Saga du ROUGE, 2 – La puissance d’une couleur

SagaduRouge2-La puissance du rouge

Dans notre premier épisode sur le rouge, nous parlions du rouge comme d’une déclinaison de teinte et de vocabulaire. Mais le rouge nous invite à d’autres entrées en matière. Cette couleur dominante est la couleur des puissants, celle des révolutions de l’époque contemporaine, celle des femmes d’une mode conquérante et séduisante… le rouge est plein d’enjeux, à commencer par la maîtrise de sa composition chromatique.

La chimie du rouge

Le rouge est en Occident la première couleur que l’homme ait maîtrisée, aussi bien en peinture qu’en teinture. C’est probablement pourquoi elle est longtemps restée la couleur «par excellence», la plus riche du point de vue matériel, social, artistique, onirique et symbolique. Effectivement avec le blanc et le noir, le rouge est une des couleurs qui cristallise un certains nombre de codes sociaux.

Dès – 30 000 ans, l’art paléolithique utilise le rouge, obtenu notamment à partir de la terre ocre-rouge l’hématite et les bosses de la paroi rocheuse pour représenter un troupeau de bisons au fond d’une grotte : le splendide bestiaire de la grotte Chauvet ! Au néolithique, on a exploité la garance, cette herbe aux racines tinctoriales présente sous les climats les plus variés, puis on s’est servi de certains métaux, comme l’oxyde de fer ou le sulfure de mercure… La chimie du rouge a été très précoce, et très efficace, d’où le succès de cette couleur. Ici commence l’histoire de la teinte rouge qui est la couleur par excellence, nous dit Michel Pastoureau, historien de l’art et spécialiste des couleurs.
==============================
_Consignes:_
[1] Dans le texte sur la couleur rouge, quelle herbe aux racines tinctoriales a-t-on exploitée au néolithique ?
[2] Reprenez le texte sur la couleur rouge à l'endroit où il s'arrête et poursuivez-le.
Le matériel qui suit provient d'une autre source.
==============================
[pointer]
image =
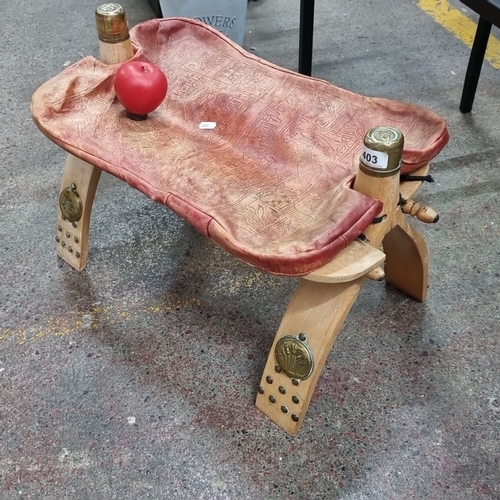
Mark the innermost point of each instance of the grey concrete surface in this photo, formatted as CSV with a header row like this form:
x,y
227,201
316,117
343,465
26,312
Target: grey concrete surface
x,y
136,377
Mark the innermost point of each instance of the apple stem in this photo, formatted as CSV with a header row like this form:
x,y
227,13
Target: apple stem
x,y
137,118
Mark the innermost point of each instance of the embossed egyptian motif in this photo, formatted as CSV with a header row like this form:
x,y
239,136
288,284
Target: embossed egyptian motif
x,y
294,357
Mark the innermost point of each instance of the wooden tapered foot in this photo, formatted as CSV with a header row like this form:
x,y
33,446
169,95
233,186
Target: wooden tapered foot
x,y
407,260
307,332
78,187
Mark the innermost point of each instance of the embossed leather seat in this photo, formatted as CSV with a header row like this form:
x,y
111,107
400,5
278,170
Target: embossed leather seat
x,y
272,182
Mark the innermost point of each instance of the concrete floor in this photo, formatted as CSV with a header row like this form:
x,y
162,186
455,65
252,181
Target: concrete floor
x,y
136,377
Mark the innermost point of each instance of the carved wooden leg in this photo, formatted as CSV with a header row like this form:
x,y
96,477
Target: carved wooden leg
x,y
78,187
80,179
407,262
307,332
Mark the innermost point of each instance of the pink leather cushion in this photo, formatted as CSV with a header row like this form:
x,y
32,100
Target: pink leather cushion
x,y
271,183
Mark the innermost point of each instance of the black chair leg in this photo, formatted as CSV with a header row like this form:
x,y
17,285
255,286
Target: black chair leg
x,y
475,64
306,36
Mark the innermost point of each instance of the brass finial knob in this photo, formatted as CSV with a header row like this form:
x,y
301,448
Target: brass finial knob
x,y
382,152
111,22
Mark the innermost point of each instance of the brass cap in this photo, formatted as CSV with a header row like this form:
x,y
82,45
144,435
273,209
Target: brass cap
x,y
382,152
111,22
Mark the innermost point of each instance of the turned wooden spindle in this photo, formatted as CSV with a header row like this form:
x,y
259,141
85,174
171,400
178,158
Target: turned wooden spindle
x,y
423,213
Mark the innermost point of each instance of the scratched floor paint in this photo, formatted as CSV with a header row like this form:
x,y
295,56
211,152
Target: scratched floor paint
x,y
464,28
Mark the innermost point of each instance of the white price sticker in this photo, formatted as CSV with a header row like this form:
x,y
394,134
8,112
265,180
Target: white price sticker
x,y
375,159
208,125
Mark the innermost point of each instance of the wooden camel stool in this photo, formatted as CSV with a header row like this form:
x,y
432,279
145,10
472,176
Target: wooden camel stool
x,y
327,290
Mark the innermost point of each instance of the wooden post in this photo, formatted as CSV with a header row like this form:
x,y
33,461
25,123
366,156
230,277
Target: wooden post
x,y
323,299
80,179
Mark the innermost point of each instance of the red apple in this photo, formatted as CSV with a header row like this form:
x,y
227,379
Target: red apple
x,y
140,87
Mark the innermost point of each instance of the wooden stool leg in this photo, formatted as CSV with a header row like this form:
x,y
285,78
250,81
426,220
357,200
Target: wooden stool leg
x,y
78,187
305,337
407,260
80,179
==============================
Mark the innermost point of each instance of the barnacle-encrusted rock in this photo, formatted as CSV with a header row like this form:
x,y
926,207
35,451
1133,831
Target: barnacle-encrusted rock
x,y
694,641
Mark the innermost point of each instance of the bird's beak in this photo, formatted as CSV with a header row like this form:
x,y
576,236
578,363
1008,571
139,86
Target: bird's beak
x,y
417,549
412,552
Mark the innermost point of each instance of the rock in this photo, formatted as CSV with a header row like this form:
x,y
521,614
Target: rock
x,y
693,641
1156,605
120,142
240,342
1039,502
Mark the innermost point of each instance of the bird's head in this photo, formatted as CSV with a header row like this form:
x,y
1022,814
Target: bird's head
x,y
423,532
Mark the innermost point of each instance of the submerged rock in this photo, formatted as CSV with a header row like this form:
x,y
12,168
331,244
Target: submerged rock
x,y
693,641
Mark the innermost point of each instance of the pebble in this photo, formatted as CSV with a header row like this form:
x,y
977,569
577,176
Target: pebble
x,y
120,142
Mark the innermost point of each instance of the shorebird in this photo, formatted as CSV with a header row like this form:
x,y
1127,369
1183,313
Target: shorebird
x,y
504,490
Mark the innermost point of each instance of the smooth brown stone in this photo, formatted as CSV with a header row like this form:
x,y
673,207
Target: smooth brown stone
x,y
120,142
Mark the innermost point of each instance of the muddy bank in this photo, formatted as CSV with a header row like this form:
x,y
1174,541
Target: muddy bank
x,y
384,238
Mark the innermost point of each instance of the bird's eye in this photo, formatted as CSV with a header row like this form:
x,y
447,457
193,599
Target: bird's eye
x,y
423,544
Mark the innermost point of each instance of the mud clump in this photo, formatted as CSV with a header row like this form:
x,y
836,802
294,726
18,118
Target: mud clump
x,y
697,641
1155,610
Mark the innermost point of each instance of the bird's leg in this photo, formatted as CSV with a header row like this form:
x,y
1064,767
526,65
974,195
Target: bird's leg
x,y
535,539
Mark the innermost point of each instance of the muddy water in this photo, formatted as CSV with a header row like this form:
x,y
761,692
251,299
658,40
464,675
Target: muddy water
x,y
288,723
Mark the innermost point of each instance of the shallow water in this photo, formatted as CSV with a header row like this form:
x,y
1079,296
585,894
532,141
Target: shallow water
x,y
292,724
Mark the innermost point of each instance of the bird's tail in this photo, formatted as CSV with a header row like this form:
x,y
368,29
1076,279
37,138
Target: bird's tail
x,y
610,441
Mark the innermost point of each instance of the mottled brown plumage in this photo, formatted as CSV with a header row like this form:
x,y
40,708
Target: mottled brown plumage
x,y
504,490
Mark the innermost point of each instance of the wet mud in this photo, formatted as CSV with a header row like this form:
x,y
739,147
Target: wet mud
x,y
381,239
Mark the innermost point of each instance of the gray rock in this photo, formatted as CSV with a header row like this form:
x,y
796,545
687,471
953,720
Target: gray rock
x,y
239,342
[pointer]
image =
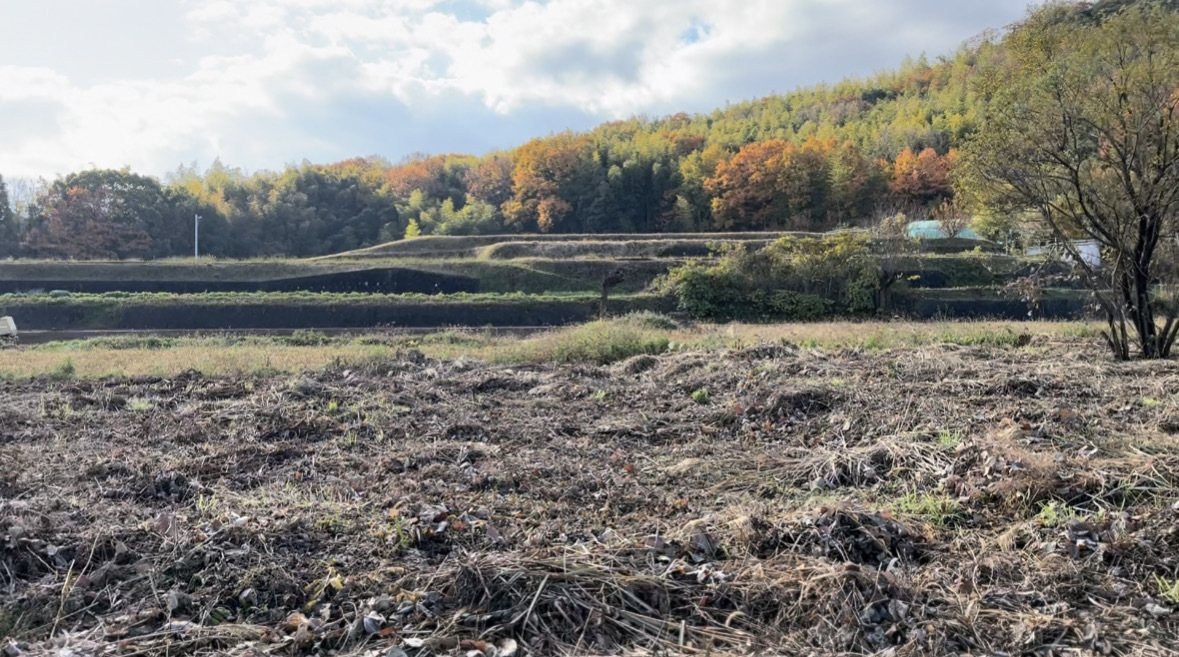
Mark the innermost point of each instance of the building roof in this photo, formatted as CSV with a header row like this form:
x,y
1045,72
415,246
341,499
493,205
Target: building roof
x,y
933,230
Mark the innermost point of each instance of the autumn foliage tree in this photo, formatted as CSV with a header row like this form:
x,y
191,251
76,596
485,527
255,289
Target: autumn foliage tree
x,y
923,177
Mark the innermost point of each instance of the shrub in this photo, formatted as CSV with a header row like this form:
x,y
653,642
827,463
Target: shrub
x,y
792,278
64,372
==============================
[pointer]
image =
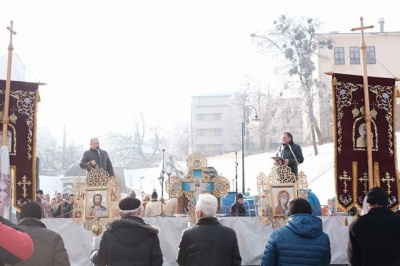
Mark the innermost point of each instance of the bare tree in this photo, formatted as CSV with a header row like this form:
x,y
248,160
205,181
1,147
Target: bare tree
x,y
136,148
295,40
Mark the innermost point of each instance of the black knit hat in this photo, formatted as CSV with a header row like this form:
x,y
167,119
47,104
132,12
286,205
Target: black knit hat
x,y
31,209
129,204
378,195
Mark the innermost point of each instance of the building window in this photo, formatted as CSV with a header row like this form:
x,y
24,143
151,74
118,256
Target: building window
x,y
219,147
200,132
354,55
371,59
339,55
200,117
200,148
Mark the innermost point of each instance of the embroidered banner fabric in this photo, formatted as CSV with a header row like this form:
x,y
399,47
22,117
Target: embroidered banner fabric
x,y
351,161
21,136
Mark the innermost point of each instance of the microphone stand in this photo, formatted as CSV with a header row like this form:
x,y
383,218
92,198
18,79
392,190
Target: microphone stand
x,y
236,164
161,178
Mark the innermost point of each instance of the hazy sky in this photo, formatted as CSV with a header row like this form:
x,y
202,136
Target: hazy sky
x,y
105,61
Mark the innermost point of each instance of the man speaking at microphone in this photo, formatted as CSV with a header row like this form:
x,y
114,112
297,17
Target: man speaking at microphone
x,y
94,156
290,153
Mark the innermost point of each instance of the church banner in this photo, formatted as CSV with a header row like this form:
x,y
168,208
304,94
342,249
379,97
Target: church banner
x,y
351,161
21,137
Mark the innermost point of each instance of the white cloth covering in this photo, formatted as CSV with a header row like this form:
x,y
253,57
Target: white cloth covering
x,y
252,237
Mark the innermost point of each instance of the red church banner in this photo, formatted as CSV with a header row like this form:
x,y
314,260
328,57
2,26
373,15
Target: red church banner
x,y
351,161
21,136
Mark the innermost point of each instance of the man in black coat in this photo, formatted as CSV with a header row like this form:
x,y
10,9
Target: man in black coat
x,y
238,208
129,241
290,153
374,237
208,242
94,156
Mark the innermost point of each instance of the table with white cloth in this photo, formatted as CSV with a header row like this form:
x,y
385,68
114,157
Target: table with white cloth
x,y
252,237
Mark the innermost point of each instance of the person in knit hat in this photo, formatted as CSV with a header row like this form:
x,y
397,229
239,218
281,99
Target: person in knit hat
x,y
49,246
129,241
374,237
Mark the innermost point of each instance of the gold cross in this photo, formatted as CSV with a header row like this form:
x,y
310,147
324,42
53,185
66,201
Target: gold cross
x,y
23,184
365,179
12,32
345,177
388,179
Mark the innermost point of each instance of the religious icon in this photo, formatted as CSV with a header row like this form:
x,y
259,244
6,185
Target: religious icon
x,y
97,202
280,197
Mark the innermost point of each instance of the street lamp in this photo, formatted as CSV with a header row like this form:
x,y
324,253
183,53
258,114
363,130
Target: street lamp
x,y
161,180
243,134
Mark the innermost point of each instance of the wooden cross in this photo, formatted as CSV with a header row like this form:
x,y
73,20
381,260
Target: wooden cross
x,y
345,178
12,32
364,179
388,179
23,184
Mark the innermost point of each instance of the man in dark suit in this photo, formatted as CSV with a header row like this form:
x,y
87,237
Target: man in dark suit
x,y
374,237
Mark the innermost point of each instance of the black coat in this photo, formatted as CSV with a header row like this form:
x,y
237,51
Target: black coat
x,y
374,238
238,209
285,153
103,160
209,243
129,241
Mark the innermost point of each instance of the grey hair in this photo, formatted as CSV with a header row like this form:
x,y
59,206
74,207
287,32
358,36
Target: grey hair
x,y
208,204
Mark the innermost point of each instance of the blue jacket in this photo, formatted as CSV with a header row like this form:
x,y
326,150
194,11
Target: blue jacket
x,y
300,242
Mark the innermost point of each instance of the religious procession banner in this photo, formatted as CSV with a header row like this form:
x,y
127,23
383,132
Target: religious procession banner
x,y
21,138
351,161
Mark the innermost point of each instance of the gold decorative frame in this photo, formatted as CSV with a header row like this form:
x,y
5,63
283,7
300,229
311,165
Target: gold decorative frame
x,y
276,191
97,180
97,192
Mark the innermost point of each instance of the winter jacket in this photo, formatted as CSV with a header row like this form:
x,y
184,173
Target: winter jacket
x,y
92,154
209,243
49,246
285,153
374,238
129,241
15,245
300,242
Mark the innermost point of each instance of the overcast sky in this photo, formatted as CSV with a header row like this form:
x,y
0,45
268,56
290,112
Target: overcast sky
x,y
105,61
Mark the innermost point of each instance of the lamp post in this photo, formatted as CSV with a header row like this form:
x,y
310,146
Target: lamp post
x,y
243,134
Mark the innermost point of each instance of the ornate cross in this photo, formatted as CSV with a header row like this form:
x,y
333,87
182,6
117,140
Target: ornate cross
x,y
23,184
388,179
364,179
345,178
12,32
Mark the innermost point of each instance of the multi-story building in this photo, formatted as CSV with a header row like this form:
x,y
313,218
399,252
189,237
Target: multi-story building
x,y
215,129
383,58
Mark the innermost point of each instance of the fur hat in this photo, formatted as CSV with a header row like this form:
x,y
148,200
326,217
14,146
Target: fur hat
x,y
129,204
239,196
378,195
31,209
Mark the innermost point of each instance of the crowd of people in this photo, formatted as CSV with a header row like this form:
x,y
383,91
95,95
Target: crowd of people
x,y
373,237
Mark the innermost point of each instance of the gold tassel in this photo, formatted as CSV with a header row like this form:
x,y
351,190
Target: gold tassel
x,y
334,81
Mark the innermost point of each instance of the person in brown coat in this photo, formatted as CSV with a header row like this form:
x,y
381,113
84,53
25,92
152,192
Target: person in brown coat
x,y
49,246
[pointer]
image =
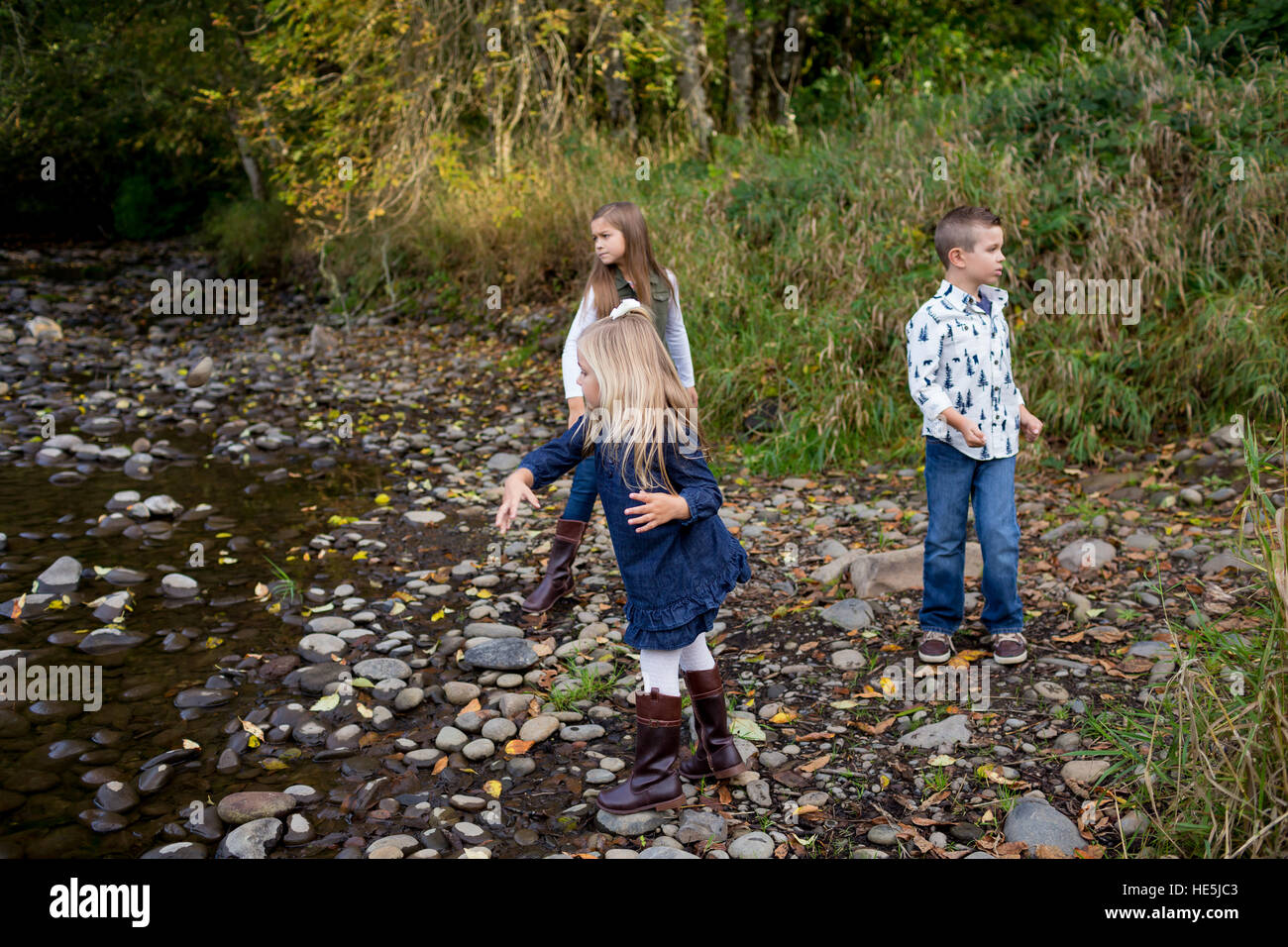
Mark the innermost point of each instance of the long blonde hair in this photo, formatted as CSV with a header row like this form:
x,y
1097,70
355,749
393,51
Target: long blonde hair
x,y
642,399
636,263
==============================
_Réponses par tâche:_
[1] La garance.

[2]
Couleur de pouvoir

Dans la Rome impériale, le rouge que l’on fabrique avec la substance colorante du murex (un coquillage rare de la famille du purpura récoltés en Méditerranée), est réservé à l’empereur et aux chefs de guerre. La pourpre est un produit de très grand luxe qui est progressivement réservé à l’exercice d’un sacerdoce, d’une magistrature ou d’un commandement militaire. L’expression « prendre la pourpre » signifie accéder à de très hautes fonctions, civiles ou militaires.

Au Moyen Âge, cette recette de la pourpre romaine s’est perdue (les gisements de murex sur les côtes de Palestine et d’Égypte sont épuisés), on se rabat sur le kermès, ces œufs de cochenilles qui parasitent les feuilles de chênes. Grâce à ces petits œufs, on obtient un rouge très intense et très convoité des puissants. La garance (rubia tinctorum) est alors laissée au peuple qui l’utilise pour ses habits de fête.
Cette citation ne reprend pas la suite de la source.